### Source records

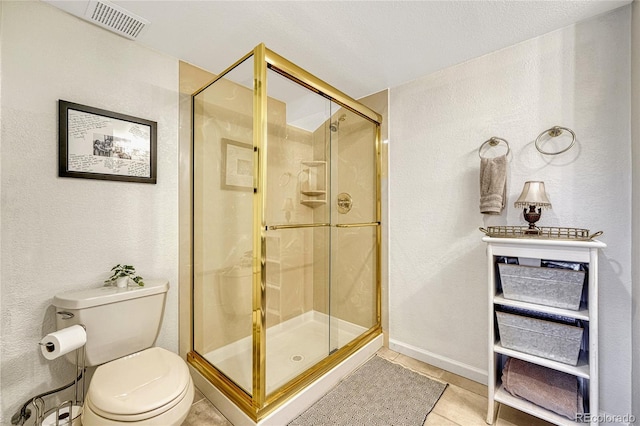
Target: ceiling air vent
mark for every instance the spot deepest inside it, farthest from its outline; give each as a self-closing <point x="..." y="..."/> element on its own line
<point x="115" y="18"/>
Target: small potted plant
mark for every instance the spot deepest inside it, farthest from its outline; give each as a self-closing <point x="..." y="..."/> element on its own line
<point x="123" y="275"/>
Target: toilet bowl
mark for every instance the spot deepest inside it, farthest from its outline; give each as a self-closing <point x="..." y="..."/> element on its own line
<point x="152" y="387"/>
<point x="134" y="383"/>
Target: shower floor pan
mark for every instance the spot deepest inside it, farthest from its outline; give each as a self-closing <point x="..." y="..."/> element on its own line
<point x="292" y="347"/>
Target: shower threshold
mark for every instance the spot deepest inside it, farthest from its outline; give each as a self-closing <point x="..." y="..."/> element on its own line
<point x="292" y="347"/>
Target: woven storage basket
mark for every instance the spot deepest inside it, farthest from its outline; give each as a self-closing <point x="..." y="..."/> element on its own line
<point x="561" y="288"/>
<point x="544" y="338"/>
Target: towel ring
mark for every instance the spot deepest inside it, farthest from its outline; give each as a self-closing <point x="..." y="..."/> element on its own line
<point x="553" y="132"/>
<point x="493" y="141"/>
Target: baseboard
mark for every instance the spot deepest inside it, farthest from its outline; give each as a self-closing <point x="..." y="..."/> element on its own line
<point x="451" y="365"/>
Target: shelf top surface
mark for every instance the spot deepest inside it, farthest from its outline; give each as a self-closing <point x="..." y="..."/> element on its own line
<point x="545" y="242"/>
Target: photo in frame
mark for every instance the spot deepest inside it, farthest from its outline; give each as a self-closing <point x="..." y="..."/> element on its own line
<point x="237" y="166"/>
<point x="98" y="144"/>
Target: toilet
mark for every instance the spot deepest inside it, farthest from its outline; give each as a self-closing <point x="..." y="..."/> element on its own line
<point x="134" y="383"/>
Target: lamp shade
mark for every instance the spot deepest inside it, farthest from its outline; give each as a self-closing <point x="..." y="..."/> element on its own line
<point x="533" y="194"/>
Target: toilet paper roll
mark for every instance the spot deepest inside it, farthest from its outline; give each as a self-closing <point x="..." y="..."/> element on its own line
<point x="63" y="341"/>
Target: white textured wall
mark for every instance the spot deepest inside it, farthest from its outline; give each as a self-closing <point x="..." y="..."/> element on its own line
<point x="62" y="233"/>
<point x="577" y="77"/>
<point x="635" y="135"/>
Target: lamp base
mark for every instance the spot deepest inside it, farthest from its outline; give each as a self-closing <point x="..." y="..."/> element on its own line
<point x="532" y="216"/>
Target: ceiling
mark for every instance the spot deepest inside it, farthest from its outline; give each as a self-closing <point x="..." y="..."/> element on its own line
<point x="359" y="47"/>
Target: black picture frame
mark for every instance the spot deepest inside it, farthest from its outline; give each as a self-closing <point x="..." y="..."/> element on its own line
<point x="94" y="143"/>
<point x="237" y="166"/>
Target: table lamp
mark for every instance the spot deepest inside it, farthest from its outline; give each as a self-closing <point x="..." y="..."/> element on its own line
<point x="533" y="196"/>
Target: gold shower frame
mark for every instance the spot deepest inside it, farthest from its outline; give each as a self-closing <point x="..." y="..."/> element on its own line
<point x="258" y="404"/>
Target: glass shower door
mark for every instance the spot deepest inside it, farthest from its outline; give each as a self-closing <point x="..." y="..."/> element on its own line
<point x="297" y="237"/>
<point x="355" y="227"/>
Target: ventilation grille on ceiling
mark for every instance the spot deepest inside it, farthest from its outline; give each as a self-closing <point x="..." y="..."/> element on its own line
<point x="115" y="18"/>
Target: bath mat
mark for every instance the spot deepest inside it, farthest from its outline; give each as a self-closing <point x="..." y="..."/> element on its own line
<point x="378" y="393"/>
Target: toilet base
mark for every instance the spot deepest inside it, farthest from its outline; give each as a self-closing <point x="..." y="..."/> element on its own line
<point x="172" y="417"/>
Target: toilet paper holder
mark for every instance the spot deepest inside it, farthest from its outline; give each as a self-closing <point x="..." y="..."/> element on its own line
<point x="63" y="413"/>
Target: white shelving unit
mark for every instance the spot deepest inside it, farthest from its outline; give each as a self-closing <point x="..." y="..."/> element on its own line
<point x="313" y="190"/>
<point x="587" y="368"/>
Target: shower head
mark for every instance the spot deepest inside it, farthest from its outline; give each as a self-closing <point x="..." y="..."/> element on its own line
<point x="335" y="125"/>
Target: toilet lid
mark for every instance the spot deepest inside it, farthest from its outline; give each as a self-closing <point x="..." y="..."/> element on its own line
<point x="141" y="385"/>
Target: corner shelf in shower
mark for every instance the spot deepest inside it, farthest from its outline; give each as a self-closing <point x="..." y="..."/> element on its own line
<point x="313" y="183"/>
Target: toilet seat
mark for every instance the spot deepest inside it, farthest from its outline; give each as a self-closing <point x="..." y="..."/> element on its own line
<point x="139" y="386"/>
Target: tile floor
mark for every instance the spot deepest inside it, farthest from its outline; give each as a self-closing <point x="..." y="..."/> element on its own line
<point x="463" y="403"/>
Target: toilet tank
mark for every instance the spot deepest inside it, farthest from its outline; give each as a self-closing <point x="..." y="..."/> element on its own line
<point x="119" y="321"/>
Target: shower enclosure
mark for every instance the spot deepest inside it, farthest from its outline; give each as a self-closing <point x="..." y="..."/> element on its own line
<point x="285" y="230"/>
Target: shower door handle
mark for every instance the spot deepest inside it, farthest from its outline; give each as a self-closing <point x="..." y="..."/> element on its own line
<point x="356" y="225"/>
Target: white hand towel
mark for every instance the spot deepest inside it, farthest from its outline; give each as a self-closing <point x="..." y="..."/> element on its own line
<point x="493" y="184"/>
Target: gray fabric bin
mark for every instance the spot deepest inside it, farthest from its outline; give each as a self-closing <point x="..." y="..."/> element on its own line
<point x="561" y="288"/>
<point x="547" y="339"/>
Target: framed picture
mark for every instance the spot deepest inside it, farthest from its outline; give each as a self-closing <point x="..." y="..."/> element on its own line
<point x="237" y="166"/>
<point x="98" y="144"/>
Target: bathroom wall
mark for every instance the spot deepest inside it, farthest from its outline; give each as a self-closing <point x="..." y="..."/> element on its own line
<point x="62" y="233"/>
<point x="635" y="136"/>
<point x="578" y="77"/>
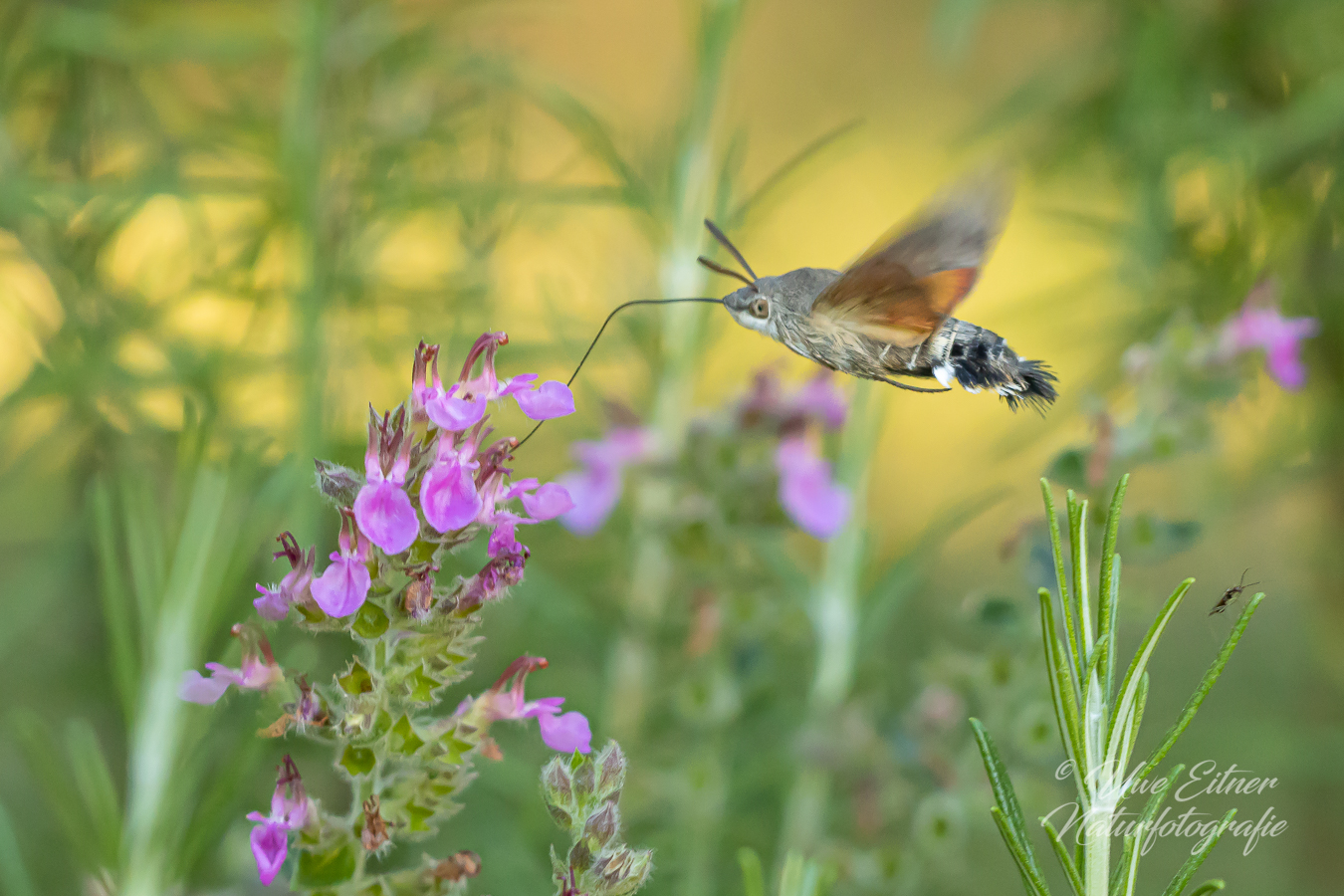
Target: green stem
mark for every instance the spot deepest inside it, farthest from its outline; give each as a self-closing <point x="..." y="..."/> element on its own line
<point x="835" y="617"/>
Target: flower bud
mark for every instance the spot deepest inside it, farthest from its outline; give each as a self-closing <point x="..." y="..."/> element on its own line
<point x="610" y="777"/>
<point x="557" y="784"/>
<point x="338" y="484"/>
<point x="603" y="823"/>
<point x="560" y="817"/>
<point x="580" y="857"/>
<point x="583" y="780"/>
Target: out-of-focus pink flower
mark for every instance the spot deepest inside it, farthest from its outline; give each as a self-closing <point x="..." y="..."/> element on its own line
<point x="566" y="733"/>
<point x="817" y="399"/>
<point x="541" y="501"/>
<point x="463" y="404"/>
<point x="595" y="488"/>
<point x="258" y="670"/>
<point x="806" y="492"/>
<point x="289" y="810"/>
<point x="344" y="584"/>
<point x="276" y="599"/>
<point x="448" y="492"/>
<point x="506" y="702"/>
<point x="1259" y="326"/>
<point x="382" y="507"/>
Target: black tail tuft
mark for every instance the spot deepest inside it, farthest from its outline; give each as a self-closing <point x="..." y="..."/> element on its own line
<point x="994" y="367"/>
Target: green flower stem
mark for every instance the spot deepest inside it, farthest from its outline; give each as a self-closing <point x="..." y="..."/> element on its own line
<point x="157" y="737"/>
<point x="683" y="328"/>
<point x="835" y="615"/>
<point x="302" y="161"/>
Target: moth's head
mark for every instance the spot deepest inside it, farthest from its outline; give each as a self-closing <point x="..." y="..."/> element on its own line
<point x="763" y="304"/>
<point x="750" y="307"/>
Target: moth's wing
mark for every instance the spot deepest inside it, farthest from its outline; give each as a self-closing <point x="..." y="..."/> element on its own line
<point x="907" y="284"/>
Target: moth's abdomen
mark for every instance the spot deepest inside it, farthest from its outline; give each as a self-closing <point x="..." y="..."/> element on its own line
<point x="980" y="358"/>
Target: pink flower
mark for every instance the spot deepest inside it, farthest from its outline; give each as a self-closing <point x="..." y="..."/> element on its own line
<point x="806" y="492"/>
<point x="289" y="810"/>
<point x="271" y="845"/>
<point x="561" y="733"/>
<point x="463" y="404"/>
<point x="344" y="584"/>
<point x="817" y="399"/>
<point x="258" y="672"/>
<point x="566" y="733"/>
<point x="448" y="493"/>
<point x="1259" y="326"/>
<point x="382" y="507"/>
<point x="595" y="488"/>
<point x="276" y="599"/>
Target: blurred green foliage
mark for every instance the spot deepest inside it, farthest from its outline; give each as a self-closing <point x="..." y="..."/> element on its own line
<point x="215" y="195"/>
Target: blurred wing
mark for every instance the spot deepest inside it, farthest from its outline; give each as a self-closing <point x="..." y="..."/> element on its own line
<point x="909" y="283"/>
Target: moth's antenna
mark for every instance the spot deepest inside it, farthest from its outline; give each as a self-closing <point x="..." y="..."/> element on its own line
<point x="602" y="330"/>
<point x="728" y="243"/>
<point x="721" y="269"/>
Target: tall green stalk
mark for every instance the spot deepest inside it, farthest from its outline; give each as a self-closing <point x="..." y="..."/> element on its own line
<point x="835" y="617"/>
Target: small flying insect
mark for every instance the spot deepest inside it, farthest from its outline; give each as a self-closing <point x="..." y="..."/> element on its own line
<point x="1232" y="594"/>
<point x="890" y="314"/>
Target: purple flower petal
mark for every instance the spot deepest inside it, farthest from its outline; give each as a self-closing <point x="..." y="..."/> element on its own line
<point x="449" y="497"/>
<point x="566" y="733"/>
<point x="808" y="495"/>
<point x="196" y="688"/>
<point x="271" y="845"/>
<point x="550" y="400"/>
<point x="503" y="539"/>
<point x="272" y="603"/>
<point x="453" y="412"/>
<point x="386" y="516"/>
<point x="544" y="707"/>
<point x="341" y="587"/>
<point x="550" y="501"/>
<point x="594" y="493"/>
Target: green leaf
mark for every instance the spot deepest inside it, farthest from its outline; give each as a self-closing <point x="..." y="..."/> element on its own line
<point x="356" y="680"/>
<point x="403" y="739"/>
<point x="330" y="868"/>
<point x="421" y="685"/>
<point x="369" y="622"/>
<point x="1007" y="799"/>
<point x="14" y="875"/>
<point x="753" y="876"/>
<point x="1109" y="583"/>
<point x="117" y="610"/>
<point x="1193" y="864"/>
<point x="1202" y="691"/>
<point x="93" y="781"/>
<point x="1066" y="861"/>
<point x="1018" y="857"/>
<point x="357" y="761"/>
<point x="1129" y="688"/>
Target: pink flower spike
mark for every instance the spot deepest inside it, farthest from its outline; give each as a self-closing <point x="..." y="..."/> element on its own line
<point x="806" y="492"/>
<point x="344" y="584"/>
<point x="550" y="501"/>
<point x="550" y="400"/>
<point x="566" y="733"/>
<point x="196" y="688"/>
<point x="1260" y="326"/>
<point x="271" y="845"/>
<point x="456" y="414"/>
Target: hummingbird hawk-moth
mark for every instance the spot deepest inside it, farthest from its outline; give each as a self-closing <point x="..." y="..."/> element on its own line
<point x="890" y="312"/>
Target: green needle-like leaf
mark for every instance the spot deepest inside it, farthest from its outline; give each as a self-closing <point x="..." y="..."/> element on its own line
<point x="1202" y="691"/>
<point x="1193" y="864"/>
<point x="1007" y="799"/>
<point x="1066" y="861"/>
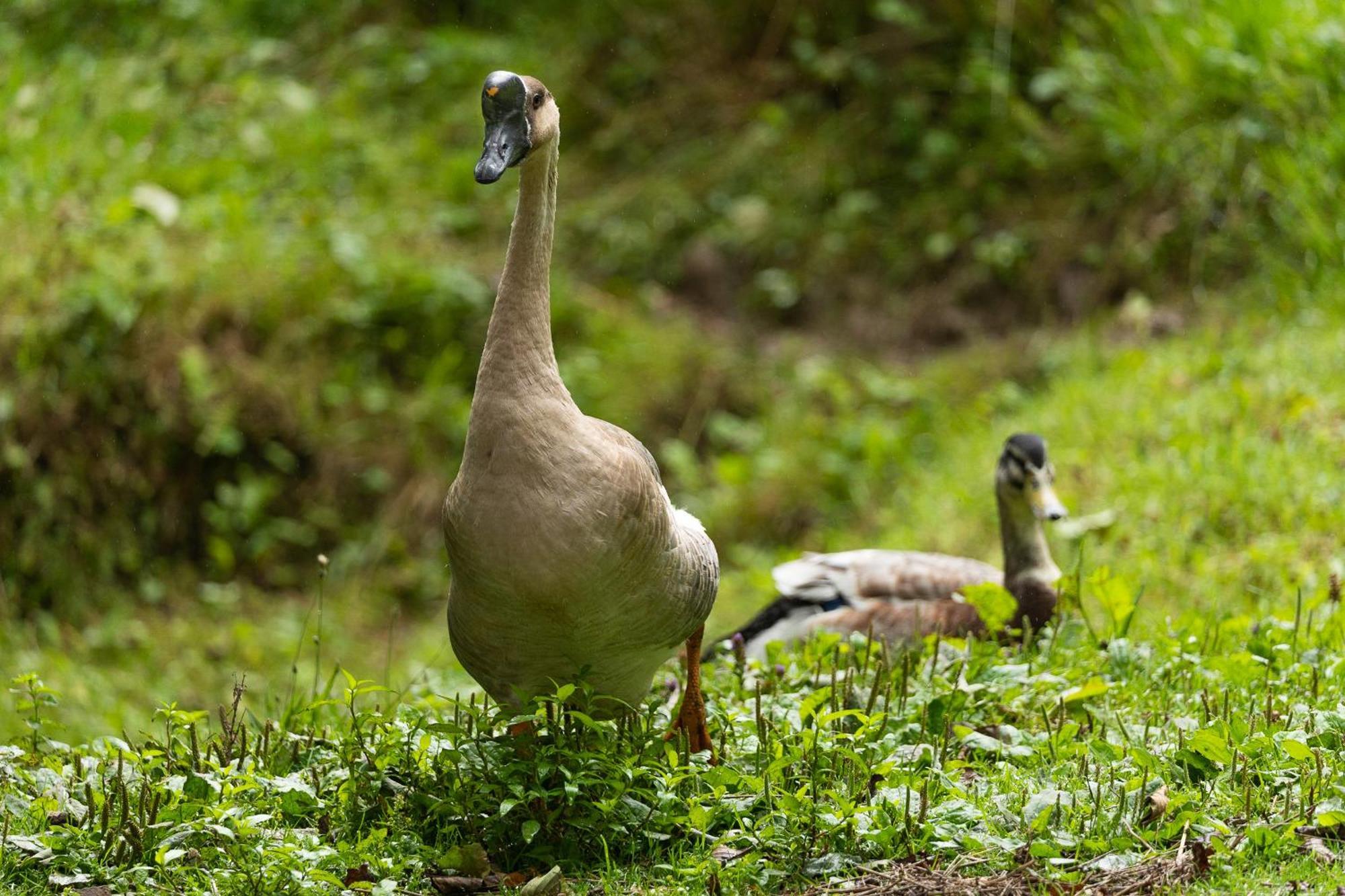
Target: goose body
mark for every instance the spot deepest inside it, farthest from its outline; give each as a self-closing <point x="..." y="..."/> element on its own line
<point x="899" y="595"/>
<point x="568" y="559"/>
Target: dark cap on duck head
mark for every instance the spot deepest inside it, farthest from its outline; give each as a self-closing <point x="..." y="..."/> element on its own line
<point x="1028" y="447"/>
<point x="508" y="127"/>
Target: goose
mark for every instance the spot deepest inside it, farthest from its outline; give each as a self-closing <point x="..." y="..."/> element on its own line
<point x="568" y="559"/>
<point x="900" y="595"/>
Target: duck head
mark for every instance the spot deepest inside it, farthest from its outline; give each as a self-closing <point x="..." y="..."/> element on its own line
<point x="1026" y="478"/>
<point x="521" y="116"/>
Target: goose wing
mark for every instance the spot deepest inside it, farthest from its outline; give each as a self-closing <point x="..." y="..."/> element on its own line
<point x="689" y="577"/>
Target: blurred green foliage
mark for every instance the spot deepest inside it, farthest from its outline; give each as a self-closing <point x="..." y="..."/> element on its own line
<point x="247" y="272"/>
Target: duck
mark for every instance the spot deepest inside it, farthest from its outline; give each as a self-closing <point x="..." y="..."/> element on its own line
<point x="568" y="559"/>
<point x="903" y="595"/>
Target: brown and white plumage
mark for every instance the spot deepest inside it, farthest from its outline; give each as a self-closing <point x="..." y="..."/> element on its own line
<point x="900" y="595"/>
<point x="567" y="555"/>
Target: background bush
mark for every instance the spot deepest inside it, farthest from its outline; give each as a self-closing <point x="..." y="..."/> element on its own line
<point x="247" y="274"/>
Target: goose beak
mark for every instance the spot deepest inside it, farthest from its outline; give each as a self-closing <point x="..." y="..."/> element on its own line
<point x="508" y="128"/>
<point x="1046" y="505"/>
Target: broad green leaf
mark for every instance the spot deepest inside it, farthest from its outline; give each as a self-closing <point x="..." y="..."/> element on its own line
<point x="993" y="603"/>
<point x="1210" y="744"/>
<point x="1091" y="688"/>
<point x="1116" y="596"/>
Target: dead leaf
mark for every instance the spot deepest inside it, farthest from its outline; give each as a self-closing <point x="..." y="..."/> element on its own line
<point x="357" y="874"/>
<point x="544" y="884"/>
<point x="727" y="853"/>
<point x="1319" y="849"/>
<point x="454" y="884"/>
<point x="1157" y="805"/>
<point x="157" y="202"/>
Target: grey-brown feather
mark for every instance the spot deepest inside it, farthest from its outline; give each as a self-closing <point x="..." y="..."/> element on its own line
<point x="567" y="556"/>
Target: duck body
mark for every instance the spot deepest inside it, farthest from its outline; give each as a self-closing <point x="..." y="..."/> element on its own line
<point x="903" y="595"/>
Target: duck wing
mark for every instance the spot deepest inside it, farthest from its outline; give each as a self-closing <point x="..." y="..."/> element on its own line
<point x="855" y="576"/>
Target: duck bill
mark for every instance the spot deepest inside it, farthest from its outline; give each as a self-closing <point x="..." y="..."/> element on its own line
<point x="1046" y="505"/>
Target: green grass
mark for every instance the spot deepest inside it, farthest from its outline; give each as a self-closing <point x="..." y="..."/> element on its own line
<point x="197" y="400"/>
<point x="833" y="756"/>
<point x="1210" y="448"/>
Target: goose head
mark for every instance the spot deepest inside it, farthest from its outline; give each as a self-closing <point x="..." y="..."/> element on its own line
<point x="1026" y="481"/>
<point x="521" y="116"/>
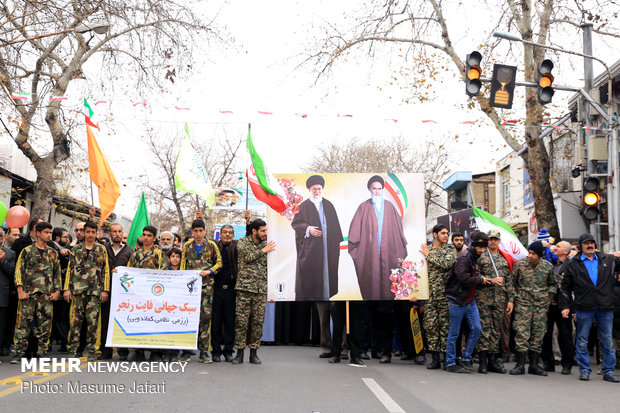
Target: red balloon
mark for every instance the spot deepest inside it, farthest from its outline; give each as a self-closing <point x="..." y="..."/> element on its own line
<point x="17" y="217"/>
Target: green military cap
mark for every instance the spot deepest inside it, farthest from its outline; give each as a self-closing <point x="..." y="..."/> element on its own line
<point x="493" y="233"/>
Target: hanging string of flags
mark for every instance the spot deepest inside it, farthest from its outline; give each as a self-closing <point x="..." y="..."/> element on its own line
<point x="26" y="97"/>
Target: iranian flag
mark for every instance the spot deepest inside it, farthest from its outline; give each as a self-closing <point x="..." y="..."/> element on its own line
<point x="509" y="244"/>
<point x="88" y="114"/>
<point x="264" y="186"/>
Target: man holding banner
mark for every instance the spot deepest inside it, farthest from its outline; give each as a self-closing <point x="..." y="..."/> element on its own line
<point x="317" y="238"/>
<point x="204" y="255"/>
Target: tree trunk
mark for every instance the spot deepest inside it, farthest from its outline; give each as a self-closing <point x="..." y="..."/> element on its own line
<point x="44" y="188"/>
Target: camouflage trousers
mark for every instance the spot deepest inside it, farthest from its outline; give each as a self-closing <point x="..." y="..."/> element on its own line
<point x="250" y="315"/>
<point x="206" y="308"/>
<point x="491" y="323"/>
<point x="436" y="323"/>
<point x="85" y="308"/>
<point x="530" y="325"/>
<point x="37" y="305"/>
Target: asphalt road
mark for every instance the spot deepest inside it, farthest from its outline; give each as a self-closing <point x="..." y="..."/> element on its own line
<point x="294" y="379"/>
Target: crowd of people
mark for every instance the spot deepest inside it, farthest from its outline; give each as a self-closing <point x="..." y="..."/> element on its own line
<point x="483" y="306"/>
<point x="55" y="288"/>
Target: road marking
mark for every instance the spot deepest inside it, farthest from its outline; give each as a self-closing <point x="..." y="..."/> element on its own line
<point x="383" y="397"/>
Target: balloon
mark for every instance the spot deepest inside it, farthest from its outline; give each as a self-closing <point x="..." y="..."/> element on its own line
<point x="2" y="212"/>
<point x="17" y="217"/>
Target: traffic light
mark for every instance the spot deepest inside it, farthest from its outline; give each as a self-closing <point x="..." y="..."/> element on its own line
<point x="473" y="73"/>
<point x="545" y="80"/>
<point x="503" y="86"/>
<point x="591" y="198"/>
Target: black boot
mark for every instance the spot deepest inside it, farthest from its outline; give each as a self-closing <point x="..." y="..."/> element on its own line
<point x="253" y="357"/>
<point x="534" y="367"/>
<point x="239" y="358"/>
<point x="520" y="367"/>
<point x="435" y="364"/>
<point x="482" y="359"/>
<point x="493" y="367"/>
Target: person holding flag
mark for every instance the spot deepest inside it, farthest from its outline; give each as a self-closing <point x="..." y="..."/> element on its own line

### What needs to be done
Would you repeat the material above exactly, line for line, from its first line to the line with "Target: shower floor pan", including both and skipping every picture?

### Expected answer
Target: ceiling air vent
mark for every instance the spot deepest inside it, farthest from its outline; give each as a self-closing <point x="..." y="..."/> element on its own line
<point x="115" y="18"/>
Target: small potted plant
mark for every instance the spot deepest inside it, farthest from its outline; give each as a self-closing <point x="..." y="..."/> element on its own line
<point x="123" y="275"/>
Target: toilet bowl
mark for every instance the spot deepest inside it, farthest from its outline; give each as a self-closing <point x="..." y="..."/> element on its own line
<point x="152" y="387"/>
<point x="134" y="383"/>
Target: shower floor pan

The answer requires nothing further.